**Source passage**
CAMP BAHARIA, Iraq -- When not battling terrorists on the streets of Fallujah, service members here combat foes often times more dangerous: boredom and complacency.
One Vacaville, Calif. native and his fellow sailors have little time and even less desire to sit around moping while at leisure. Seaman Apprentice Andres Santamaria and his teammates prefer to train to battle the terrorists in the nearby city.
Santamaria, a 21-year-old corpsman with 1st Battalion, 6th Marine Regiment's Battalion Aid Station, normally spends his days treating Marine infantrymen's acute illnesses and minor trauma injuries inside Baharia's field hospital. Like any job done frequently, he said the routine sometimes feels like a daily drag.
On the morning of Aug. 7, these sailors were in for a change of pace and some trigger time, as they fired their M16A2 service rifles and M9 Beretta pistols on the camp's range.
"I definitely enjoy getting out and doing things like these every once in awhile," stated Santamaria, a former student of oceanography at Solano College. "It stops the 'Groundhog Day' effect around here."
The 'docs' started their day by obtaining a battle sight zero for their rifles. During 'BZOing,' as their Marine counterparts call it, troops adjust their weapons' sights to account for each individual's differences in breathing patterns and eyesight.
Shooters aim at a target's center and squeeze off three sets of rounds: two sets of three, and one of four. After each set, the sailors approach their targets and take note of the impacts. They adjust their sight's elevation and windage (lateral direction) until every round hits bulls-eye.
Afterward, Santamaria and the 14 other 'docs' un-holstered their Berettas to fire the Navy's 9mm pistol qualification course. The time had come to shoot for score.
"I'd shot the Marine Corps pistol qualification course of fire before, but this one today was new to me," Santamaria explained. "It was pretty challenging, because we fired a lot of shots right after drawing our pistols from their holsters. Overall, it was pretty fun, though."
Each corpsman fired a total of 48 rounds from three to fifteen yards away from their targets. Every shot hitting the center black circle netted them five points, while the outer rings were worth four, three, two and one points, depending on their distance away from the bulls-eye.
A sailor could earn a maximum of 240 points on the range. 180 points designated them as 'marksman,' and he or she earned a black-and-green colored ribbon for wear on dress uniforms. A sailor scoring between 204 and 227 points earned the title 'sharpshooter,' and could add a small letter 'S-'shaped pin to their ribbon. Those distinguishing themselves by shooting 228 points or higher are classified 'experts,' and may wear a silver 'E' on their ribbon.
For Santamaria, already a pistol expert, this course of fire served as refresher training and a good chance to work together with fellow 'docs' outside their hospital's sterile surroundings.
"The skills we use on the range can also help us out on missions (alongside the Marine infantry they support here)," he stated. "We learn how to draw our weapons quickly, and we can use this in case we're ever ambushed. The pistol is my primary weapon out here, so I enjoy getting the chance to come out and practice firing it."
Petty Officer 2nd Class Phillip Jean-Gilles, BAS training petty officer, added that he plans to have all the battalion's corpsmen qualify on this pistol course of fire before they leave Iraq.
"Some of the guys who shot the range today were even on their off-duty time," the Miami native continued. "It's good to bring all the corpsmen together every once in a while to train. They can gauge their progress against that of the others, and they get the chance to earn an extra ribbon while they're doing it."
Santamaria and his battalion's corpsmen continue honing their marksmanship and life-saving skills as they assist their infantry brethren secure Fallujah.

**Source material**

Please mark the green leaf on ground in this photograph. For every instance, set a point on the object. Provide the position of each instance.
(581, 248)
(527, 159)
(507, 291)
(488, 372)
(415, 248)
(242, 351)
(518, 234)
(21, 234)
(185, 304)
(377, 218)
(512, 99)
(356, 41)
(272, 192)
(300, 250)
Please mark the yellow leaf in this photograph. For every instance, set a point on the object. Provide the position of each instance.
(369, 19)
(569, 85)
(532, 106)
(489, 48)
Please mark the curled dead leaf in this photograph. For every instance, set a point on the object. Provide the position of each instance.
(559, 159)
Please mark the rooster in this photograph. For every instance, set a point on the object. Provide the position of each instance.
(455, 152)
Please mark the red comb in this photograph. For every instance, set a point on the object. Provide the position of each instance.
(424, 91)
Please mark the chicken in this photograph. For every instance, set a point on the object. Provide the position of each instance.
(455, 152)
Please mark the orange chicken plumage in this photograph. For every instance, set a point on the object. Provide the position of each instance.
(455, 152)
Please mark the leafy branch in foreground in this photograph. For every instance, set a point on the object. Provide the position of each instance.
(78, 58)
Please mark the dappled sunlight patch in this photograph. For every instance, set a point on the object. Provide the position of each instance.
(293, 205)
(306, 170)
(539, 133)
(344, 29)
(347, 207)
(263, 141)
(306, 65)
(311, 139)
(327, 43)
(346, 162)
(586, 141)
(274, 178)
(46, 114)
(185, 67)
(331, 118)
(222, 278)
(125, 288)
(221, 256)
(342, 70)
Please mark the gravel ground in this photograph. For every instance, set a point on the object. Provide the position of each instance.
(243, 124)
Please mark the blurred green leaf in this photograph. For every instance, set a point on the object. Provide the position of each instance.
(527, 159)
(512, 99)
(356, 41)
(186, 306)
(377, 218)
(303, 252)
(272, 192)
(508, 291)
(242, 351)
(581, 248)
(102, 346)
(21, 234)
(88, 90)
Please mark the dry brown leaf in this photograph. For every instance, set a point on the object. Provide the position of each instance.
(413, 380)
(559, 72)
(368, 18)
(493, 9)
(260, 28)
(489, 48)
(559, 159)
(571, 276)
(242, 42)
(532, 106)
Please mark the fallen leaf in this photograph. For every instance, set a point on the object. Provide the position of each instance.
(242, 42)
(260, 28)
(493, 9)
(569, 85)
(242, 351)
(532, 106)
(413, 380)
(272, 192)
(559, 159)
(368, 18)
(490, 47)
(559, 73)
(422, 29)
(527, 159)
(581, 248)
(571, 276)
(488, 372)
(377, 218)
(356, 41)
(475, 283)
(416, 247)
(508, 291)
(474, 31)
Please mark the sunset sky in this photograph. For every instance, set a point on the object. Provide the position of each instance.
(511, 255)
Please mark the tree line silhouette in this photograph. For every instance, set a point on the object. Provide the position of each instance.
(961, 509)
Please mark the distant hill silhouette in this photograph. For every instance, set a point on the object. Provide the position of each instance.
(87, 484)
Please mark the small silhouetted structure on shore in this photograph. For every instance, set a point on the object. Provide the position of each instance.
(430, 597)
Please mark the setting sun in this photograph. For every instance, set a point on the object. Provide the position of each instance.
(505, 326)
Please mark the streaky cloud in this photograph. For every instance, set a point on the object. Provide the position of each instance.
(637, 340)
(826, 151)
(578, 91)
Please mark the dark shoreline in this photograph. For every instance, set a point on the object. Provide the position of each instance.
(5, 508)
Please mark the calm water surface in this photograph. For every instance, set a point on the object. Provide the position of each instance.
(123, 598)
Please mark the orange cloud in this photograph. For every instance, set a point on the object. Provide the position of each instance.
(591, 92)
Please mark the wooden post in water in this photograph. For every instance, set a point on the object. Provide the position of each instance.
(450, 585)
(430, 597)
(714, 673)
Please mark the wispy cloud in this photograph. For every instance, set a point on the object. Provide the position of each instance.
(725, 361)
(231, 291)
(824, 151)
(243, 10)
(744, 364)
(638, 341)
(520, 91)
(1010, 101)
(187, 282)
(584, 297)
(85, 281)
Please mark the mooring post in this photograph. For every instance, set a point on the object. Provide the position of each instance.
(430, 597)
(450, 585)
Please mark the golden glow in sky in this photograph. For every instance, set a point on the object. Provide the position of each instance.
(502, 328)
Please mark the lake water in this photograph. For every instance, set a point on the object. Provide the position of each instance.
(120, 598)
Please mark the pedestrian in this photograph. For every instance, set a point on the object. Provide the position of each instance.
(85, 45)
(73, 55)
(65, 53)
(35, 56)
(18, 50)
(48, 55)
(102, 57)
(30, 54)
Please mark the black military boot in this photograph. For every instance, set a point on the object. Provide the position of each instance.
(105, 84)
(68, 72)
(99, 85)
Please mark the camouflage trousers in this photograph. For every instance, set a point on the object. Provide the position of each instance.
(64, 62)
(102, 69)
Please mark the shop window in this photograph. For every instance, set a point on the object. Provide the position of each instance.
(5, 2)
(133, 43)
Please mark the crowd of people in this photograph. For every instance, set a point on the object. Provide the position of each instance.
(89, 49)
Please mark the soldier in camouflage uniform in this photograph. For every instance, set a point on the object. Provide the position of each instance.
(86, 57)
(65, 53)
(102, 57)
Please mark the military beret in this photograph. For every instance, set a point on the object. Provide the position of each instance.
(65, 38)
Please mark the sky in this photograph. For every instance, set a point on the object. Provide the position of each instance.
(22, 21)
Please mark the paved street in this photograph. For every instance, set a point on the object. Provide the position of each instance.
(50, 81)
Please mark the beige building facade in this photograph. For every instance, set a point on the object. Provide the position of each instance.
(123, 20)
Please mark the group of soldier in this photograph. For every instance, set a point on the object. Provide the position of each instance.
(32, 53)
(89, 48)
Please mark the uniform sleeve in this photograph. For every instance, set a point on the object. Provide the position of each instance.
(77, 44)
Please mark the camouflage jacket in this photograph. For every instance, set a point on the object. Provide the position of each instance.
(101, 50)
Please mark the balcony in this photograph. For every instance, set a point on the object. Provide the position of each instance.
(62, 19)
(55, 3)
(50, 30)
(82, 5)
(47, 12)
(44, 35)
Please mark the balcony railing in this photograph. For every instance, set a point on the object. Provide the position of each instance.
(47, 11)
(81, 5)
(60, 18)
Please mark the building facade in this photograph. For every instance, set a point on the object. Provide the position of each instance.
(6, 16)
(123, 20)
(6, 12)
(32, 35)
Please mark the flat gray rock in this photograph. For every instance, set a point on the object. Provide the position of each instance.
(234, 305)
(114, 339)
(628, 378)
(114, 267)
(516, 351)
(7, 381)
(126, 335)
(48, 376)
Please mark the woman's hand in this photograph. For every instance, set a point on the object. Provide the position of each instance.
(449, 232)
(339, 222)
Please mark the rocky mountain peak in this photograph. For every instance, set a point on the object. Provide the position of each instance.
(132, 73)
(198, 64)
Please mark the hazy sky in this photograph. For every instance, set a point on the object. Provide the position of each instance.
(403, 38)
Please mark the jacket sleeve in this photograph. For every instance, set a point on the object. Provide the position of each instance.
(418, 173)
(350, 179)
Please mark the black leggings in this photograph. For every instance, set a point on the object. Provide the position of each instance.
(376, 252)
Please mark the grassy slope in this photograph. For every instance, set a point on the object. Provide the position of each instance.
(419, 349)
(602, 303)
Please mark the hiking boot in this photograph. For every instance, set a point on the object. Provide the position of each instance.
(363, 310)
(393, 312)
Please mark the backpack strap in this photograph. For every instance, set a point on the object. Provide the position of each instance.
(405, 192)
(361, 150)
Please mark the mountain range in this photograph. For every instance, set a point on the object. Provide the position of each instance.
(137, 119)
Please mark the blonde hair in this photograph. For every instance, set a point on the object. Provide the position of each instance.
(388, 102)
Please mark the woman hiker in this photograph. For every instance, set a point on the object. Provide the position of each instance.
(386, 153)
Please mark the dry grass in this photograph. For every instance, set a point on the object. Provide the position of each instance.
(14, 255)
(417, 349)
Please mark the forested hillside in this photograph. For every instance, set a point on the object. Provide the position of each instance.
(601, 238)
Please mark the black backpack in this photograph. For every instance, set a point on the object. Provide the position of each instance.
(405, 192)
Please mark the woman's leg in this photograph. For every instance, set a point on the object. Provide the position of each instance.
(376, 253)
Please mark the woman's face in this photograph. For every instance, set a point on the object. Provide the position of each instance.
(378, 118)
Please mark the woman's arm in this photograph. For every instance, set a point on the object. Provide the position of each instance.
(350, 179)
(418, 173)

**Exercise**
Please revise the passage of the range-training article starting at "The 'docs' started" and ending at "round hits bulls-eye.", replacing "sailors" with "corpsmen".

**Solution to this problem**
The 'docs' started their day by obtaining a battle sight zero for their rifles. During 'BZOing,' as their Marine counterparts call it, troops adjust their weapons' sights to account for each individual's differences in breathing patterns and eyesight.
Shooters aim at a target's center and squeeze off three sets of rounds: two sets of three, and one of four. After each set, the corpsmen approach their targets and take note of the impacts. They adjust their sight's elevation and windage (lateral direction) until every round hits bulls-eye.